┌─ Source

Axe 3. La résilience du et par le slack organisationnel
La présence de slack – des ressources potentiellement utilisables qui peuvent être détournées ou redéployées, plus ou moins rapidement, en vue d’atteindre les objectifs de l’organisation (George, 2005 ; Mount et al., 2024) – constitue un moyen, parmi d’autres, d’assurer la résilience de ces organisations (Vogus & Sutcliffe, 2007). S’il est couramment admis, notamment dans les industries à risque, que la fiabilité et la résilience sont des objectifs supérieurs à d’autres objectifs, tels que la performance financière (Bigley & Roberts, 2001), les études sur ce point révèlent une réalité plus contrastée. En effet, des contextes de réduction de coûts ou de recherche de rentabilité viennent mettre en tension ces objectifs prioritaires de fiabilité et de résilience (Starbuck & Farjoun, 2005). Cette tension se retrouve sur la question de la disponibilité de slack pour faire face à des situations extrêmes, et les pratiques nécessaires à la conservation d’un slack suffisant (Leuridan & Demil, 2022). Sur ces différents points, plusieurs questions peuvent orienter les contributions :
· Comment disposer de ressources excédentaires potentiellement utilisables (slack) et les conserver dans le temps ?
· Quelles tensions existent entre l’atteinte d’une résilience et les ressources nécessaires à la poursuite de cet objectif (par exemple, face à des objectifs de rentabilité à court terme) ?
· Comment générer et gérer un slack dans les chaînes d’approvisionnement ?
Axe 4. Gérer collectivement les ressources face aux crises :
À l’heure où les crises sont multiples – qu’elles soient de nature politiques, technologiques ou écologiques – les organisations sont contraintes de mobiliser multiples ressources et capacités pour mieux les anticiper et/ou y répondre (Christensen et al., 2016). La nature systémique des crises ainsi que la gestion d’événements et catastrophes à grande ampleur poussent également chercheurs comme praticiens à questionner différents niveaux d’analyses (e.g. catastrophe transfrontalière ou internationale, crise inter-organisationnelle) (Ansell et al., 2010). Dans ces situations, le collectif mobilisé dans la réponse à la crise dépasse ainsi souvent les frontières organisationnelles et nationales. En parallèle, les ressources nécessaires pour faire face à la situation impliquent davantage de coordination (Majchrzak et al., 2007), d’improvisation (Adrot & Garreau, 2010) et d’adaptation (Schakel & Wolbers, 2021). Cela soulève un certain nombre de questions qui peuvent possiblement orienter les communications :
· Comment gérer collectivement une ressource en situation de crise (« communs », économie ouverte, open data, etc.) ?
· Quelles capacités collectives développer pour « mieux » gérer les ressources en crise et les crises liées aux ressources (à l’échelle d’un territoire, d’une chaîne de valeur…) ?
· Comment coordonner différentes ressources nécessaires pour répondre à une crise ou un événement de grande ampleur ?
Contributions attendues
Cette ST-AIMS invite les communications apportant des contributions théoriques, empiriques ou méthodologiques, explorant la thématique de la résilience et des tensions sur les ressources, sous des angles et courants théoriques variés. Notamment, les communications ne s’ancrant pas directement dans le champ théorique de la « résilience » seront tout à fait bienvenues.

└─

= Énoncé A =
Traduisez en anglais cette phrase de la source sur la résilience : « Dans ces situations, le collectif mobilisé dans la réponse à la crise dépasse ainsi souvent les frontières organisationnelles et nationales. »

┌─ Données

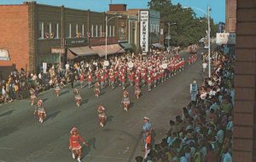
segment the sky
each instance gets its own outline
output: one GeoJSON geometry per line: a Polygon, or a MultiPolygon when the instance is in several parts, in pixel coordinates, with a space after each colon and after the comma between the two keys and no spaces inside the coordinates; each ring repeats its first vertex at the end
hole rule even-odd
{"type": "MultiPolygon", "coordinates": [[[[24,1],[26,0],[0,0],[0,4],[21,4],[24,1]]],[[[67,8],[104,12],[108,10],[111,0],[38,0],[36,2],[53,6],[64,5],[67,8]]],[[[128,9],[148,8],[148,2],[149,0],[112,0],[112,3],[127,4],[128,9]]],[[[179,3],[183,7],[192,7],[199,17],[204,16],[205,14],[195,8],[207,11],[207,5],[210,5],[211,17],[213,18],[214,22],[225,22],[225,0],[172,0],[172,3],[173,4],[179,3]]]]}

└─
┌─ Données

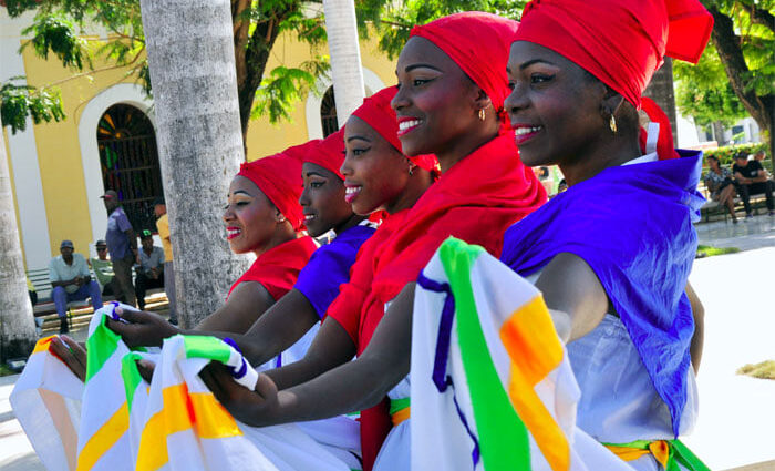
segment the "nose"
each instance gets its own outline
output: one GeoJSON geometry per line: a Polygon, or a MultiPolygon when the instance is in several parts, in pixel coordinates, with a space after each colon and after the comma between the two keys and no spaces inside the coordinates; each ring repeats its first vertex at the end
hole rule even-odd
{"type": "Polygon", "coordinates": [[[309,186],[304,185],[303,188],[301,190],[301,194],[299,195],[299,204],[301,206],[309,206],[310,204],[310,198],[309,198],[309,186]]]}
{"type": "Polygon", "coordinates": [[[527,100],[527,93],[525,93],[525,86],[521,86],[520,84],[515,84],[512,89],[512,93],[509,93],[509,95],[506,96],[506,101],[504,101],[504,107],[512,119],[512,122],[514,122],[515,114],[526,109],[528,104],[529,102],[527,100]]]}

└─
┌─ Données

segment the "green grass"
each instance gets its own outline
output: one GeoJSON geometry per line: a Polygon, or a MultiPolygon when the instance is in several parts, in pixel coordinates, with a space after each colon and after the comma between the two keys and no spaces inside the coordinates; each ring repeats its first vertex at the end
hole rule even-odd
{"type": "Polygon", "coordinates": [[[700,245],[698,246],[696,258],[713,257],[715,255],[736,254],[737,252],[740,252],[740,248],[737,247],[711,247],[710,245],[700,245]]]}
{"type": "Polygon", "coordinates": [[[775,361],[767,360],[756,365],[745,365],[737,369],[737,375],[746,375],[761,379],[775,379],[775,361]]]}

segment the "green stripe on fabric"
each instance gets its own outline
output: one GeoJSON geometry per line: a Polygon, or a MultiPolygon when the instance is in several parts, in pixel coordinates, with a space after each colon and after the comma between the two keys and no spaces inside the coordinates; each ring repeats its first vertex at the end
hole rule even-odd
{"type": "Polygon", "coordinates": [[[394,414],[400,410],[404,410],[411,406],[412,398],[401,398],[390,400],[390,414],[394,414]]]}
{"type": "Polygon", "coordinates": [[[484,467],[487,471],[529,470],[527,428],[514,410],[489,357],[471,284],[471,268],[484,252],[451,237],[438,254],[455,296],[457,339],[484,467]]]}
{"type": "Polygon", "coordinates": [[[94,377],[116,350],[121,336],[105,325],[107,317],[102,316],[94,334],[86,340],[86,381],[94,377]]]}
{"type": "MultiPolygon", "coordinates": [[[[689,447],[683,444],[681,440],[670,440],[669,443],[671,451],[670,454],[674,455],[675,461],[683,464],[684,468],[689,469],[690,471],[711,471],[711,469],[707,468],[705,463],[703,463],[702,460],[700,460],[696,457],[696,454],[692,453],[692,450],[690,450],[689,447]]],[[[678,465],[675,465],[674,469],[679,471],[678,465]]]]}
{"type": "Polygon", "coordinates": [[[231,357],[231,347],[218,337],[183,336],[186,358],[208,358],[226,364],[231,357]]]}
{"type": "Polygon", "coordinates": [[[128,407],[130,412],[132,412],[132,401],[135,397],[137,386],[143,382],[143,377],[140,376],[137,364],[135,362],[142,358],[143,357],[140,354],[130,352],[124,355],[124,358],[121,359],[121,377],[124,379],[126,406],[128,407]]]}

└─

= Énoncé B =
Relevez, s'il vous plaît, toutes les lignes qui contiennent la chaîne « segment », en respectant la casse.

= Sortie complète A =
In these situations, the collective mobilized in the crisis response thus often extends beyond organizational and national boundaries.

= Sortie complète B =
segment the sky
segment the "nose"
segment the "green grass"
segment the "green stripe on fabric"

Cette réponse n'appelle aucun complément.